* BEGIN Excerpted text *
# update from new member with new tank



## tomztinywetone (May 4, 2013)

Thanks folks for the warm welcome. I went to Petsmart today and purchased some plants. My substrate is Flourite with a gravel topping so i'll take advantage of that. I bought an Amazon Sword, Windelov Java fern, Anubia nano, Anacharis, and a narrow leaf java fern. Today UPS delivered my light strip. It's a Finnex Fuge Ray. Says 10 watts used equal to 96 Led watts. Whatever, the tank is bright. I don't know if i should use the actinic led with the 7000k's. I have two Platy's to get the cycle going along with tetra tank starter. HOB Aquaclear for filtration. I'm not gonna add more fish for about 2 weeks, just to let things settle in. so that's where i'm at. I'm gonna do a diy co2 very soon. Have to pick up some yeast.


----------



## rtmaston (Jul 14, 2012)
* END Excerpted text *
*Given exercise 1*
Name every plant that the new-tank post says was bought at the store.
*Given exercise 2*
Reproduce the new-tank post word for word, starting with "Thanks folks for" and going on through "up some yeast.".
* BEGIN Raw records *
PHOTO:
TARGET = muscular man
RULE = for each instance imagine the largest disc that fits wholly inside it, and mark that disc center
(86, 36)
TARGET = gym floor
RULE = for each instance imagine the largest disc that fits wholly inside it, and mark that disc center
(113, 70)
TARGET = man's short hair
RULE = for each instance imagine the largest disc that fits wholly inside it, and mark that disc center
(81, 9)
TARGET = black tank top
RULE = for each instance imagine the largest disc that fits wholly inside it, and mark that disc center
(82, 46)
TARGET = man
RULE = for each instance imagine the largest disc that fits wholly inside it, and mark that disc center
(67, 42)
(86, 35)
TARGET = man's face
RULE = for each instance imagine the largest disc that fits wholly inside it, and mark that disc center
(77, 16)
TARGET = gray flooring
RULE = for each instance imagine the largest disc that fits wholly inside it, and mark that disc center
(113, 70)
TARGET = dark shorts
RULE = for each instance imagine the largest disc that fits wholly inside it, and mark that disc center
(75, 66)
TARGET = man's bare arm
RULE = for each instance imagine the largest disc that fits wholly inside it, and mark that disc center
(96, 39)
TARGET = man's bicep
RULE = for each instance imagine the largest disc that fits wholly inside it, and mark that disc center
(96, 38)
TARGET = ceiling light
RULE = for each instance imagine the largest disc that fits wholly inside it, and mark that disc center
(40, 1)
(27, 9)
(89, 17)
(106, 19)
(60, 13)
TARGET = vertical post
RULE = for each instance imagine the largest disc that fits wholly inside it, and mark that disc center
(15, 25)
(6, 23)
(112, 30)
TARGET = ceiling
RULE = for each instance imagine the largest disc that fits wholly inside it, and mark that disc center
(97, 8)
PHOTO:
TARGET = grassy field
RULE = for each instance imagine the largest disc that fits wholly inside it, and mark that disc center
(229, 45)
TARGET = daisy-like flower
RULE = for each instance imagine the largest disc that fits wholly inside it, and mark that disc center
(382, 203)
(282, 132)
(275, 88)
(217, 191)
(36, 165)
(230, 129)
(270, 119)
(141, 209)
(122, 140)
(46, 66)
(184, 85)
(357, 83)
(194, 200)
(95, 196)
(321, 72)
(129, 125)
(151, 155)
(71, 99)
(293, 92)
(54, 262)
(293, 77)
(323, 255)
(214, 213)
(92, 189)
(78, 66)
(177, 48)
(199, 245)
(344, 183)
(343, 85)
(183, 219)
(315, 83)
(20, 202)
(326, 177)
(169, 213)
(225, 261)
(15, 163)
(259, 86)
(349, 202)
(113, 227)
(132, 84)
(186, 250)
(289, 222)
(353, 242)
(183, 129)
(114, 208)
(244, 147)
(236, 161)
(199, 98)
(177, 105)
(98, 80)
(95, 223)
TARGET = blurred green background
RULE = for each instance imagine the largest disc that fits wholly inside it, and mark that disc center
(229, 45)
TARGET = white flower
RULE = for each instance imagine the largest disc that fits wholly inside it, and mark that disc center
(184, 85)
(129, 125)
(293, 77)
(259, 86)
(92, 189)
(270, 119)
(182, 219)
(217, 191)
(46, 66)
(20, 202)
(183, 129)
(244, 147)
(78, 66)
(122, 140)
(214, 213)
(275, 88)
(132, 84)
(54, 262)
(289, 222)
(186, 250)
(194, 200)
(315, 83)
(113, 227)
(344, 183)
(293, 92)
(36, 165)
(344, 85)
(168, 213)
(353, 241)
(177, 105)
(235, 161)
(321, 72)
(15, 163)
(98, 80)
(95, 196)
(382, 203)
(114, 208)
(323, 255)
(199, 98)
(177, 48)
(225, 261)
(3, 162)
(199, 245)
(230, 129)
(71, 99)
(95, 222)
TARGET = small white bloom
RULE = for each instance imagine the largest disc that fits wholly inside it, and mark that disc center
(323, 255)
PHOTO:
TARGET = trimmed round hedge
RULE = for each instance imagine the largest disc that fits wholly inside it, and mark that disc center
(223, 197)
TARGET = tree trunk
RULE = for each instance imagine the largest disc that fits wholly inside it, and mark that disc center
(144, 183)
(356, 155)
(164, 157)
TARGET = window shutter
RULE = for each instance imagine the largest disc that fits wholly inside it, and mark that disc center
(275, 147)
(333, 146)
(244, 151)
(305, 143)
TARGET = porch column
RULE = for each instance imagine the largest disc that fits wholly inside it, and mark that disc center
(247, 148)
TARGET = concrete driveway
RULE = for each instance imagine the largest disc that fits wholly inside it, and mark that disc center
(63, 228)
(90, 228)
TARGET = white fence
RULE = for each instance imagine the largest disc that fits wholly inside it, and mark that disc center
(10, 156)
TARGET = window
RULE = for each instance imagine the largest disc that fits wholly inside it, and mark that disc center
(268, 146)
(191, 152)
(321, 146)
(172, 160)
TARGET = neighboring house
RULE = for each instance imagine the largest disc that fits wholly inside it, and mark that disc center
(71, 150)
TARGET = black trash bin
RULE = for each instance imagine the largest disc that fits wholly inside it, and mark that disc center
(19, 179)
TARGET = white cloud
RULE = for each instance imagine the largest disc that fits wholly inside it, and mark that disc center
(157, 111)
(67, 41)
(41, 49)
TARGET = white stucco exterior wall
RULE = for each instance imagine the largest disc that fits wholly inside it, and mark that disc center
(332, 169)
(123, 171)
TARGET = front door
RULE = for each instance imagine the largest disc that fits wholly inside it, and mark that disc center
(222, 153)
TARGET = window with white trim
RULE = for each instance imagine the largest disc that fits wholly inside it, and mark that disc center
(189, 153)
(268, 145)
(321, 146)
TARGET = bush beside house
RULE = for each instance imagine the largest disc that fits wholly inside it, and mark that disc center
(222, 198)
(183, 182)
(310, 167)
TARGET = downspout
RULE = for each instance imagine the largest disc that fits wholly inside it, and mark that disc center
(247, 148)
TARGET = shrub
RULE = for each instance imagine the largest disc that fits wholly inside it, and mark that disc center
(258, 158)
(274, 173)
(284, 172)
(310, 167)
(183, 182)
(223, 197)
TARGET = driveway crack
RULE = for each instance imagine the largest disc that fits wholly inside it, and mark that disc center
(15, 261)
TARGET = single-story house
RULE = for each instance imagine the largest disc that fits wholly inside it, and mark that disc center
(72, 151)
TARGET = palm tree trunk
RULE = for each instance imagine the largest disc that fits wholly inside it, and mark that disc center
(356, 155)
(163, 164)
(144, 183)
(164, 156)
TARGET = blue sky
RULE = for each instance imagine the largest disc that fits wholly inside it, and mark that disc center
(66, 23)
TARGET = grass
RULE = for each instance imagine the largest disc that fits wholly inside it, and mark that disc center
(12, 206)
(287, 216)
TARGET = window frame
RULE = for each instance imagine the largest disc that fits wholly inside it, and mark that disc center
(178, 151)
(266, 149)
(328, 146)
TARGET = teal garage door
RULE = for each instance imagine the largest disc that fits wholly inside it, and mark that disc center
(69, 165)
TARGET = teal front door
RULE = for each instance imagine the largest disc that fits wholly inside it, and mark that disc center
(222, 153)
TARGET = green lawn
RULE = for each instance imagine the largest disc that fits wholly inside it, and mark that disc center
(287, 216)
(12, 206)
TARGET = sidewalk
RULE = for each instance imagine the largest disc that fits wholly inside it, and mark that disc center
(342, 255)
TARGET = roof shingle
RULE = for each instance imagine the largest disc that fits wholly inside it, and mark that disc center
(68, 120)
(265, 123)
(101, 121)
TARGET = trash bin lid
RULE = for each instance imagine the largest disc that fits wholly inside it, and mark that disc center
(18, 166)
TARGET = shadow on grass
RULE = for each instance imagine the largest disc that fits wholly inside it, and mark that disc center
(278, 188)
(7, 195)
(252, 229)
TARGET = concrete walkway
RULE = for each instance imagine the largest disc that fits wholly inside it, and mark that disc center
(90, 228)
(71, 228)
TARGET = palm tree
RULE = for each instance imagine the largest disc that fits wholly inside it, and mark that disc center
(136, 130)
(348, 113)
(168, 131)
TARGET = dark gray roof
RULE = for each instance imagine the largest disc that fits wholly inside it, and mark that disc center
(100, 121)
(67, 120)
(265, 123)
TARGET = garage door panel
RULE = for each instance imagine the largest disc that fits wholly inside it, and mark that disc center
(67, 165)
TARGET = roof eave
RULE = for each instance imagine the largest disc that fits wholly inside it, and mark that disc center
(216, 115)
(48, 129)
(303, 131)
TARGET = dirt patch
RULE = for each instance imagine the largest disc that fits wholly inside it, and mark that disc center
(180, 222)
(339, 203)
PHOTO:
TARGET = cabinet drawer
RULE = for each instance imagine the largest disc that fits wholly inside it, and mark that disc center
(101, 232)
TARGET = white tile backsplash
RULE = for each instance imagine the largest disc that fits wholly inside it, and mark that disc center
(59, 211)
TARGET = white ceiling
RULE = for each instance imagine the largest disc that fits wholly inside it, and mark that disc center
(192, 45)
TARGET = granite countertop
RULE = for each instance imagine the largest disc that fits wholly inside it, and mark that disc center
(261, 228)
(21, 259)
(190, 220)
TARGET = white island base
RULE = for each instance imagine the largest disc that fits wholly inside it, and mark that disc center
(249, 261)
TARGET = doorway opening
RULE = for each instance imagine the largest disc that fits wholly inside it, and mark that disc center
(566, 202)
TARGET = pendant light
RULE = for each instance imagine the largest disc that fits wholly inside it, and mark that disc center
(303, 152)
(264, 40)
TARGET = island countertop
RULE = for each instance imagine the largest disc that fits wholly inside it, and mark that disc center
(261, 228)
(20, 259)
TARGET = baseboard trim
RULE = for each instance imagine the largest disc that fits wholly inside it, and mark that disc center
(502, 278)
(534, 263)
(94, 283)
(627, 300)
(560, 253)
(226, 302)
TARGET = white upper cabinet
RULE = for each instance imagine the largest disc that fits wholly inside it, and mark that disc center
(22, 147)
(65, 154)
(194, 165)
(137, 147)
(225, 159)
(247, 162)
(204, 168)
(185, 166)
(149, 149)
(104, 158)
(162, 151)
* END Raw records *
*Right answer 1*
Amazon Sword, Windelov Java fern, Anubia nano, Anacharis, narrow leaf java fern

*Right answer 2*
Thanks folks for the warm welcome. I went to Petsmart today and purchased some plants. My substrate is Flourite with a gravel topping so i'll take advantage of that. I bought an Amazon Sword, Windelov Java fern, Anubia nano, Anacharis, and a narrow leaf java fern. Today UPS delivered my light strip. It's a Finnex Fuge Ray. Says 10 watts used equal to 96 Led watts. Whatever, the tank is bright. I don't know if i should use the actinic led with the 7000k's. I have two Platy's to get the cycle going along with tetra tank starter. HOB Aquaclear for filtration. I'm not gonna add more fish for about 2 weeks, just to let things settle in. so that's where i'm at. I'm gonna do a diy co2 very soon. Have to pick up some yeast.